**What you have to do**. Recast the records as a numbered list, from the line with "dried leaf in the picture above?" up to and including the final line of the records, leaving out any blank lines.

**Recorded information**.
-- start --
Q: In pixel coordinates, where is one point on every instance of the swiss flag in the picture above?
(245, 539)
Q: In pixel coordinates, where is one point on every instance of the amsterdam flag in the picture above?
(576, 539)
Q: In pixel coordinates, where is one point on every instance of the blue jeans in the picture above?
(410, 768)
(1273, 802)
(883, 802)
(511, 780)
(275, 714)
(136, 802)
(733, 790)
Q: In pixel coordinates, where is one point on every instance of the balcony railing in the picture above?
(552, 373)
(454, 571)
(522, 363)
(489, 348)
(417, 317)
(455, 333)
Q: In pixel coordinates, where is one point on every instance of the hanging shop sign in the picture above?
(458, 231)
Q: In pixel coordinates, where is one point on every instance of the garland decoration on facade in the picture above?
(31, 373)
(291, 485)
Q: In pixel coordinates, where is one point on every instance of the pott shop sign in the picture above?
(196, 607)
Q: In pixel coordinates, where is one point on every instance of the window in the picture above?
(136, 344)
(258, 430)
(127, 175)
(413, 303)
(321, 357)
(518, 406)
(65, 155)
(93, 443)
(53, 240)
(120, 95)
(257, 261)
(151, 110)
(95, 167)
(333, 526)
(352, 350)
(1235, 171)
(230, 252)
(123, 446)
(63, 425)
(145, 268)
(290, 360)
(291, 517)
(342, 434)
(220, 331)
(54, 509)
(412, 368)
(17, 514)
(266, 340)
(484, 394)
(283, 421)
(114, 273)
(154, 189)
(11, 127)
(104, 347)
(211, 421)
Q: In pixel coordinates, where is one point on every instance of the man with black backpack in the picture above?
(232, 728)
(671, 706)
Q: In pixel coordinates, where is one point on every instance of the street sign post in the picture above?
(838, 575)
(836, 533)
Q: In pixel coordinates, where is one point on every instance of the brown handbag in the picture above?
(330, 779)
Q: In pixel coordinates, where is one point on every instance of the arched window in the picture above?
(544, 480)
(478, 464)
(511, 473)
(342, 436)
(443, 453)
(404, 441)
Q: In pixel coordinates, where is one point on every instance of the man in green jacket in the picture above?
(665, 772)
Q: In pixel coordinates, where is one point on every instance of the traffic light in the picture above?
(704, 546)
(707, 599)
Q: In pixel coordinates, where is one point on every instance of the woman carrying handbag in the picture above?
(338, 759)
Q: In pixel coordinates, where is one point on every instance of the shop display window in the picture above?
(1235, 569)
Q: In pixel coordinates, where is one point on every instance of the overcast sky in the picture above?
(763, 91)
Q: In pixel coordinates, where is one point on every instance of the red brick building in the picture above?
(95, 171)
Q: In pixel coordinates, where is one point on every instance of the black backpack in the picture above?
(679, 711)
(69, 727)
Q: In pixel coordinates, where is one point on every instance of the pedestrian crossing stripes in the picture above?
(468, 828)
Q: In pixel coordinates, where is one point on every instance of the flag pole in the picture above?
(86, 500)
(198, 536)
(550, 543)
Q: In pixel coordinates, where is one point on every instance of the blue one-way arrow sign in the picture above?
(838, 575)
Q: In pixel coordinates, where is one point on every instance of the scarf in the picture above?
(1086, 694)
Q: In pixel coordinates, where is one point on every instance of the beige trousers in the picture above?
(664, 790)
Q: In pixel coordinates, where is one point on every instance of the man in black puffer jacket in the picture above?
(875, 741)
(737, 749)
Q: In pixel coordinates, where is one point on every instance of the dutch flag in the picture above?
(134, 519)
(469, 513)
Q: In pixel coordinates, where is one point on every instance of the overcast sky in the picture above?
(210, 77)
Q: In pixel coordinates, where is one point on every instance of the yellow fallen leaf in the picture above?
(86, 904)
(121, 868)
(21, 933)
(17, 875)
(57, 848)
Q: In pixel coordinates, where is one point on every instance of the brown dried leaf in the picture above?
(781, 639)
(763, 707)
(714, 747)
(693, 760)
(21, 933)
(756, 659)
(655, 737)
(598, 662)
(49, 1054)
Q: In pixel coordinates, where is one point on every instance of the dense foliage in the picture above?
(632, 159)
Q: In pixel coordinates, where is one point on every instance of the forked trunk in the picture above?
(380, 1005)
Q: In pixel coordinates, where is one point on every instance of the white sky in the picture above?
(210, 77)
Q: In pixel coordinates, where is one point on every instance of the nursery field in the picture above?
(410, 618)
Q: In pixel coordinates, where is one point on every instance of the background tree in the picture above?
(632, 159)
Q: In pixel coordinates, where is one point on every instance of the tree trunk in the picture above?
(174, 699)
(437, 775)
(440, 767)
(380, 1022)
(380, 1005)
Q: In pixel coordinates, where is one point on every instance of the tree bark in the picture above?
-- end --
**Result below**.
1. Q: In pixel coordinates, where is one point on every instance of the brown dried leaf in the picture above?
2. (781, 639)
3. (763, 707)
4. (714, 747)
5. (693, 760)
6. (21, 933)
7. (756, 659)
8. (655, 737)
9. (598, 662)
10. (49, 1054)
11. Q: In pixel coordinates, where is one point on every instance of the dense foliage in the picture above?
12. (632, 159)
13. Q: In pixel coordinates, where is one point on every instance of the forked trunk in the picture above?
14. (380, 1005)
15. Q: In pixel coordinates, where is one point on every instance of the white sky in the picture above?
16. (210, 77)
17. Q: In pixel coordinates, where is one point on every instance of the nursery field in the picture above?
18. (410, 618)
19. Q: In pixel coordinates, where is one point on every instance of the background tree in the picture above?
20. (632, 159)
21. Q: In pixel coordinates, where is one point on every instance of the tree trunk in the picture above?
22. (174, 699)
23. (437, 775)
24. (440, 767)
25. (380, 1022)
26. (380, 1005)
27. Q: In pixel coordinates, where is one point on every instance of the tree bark in the picture above?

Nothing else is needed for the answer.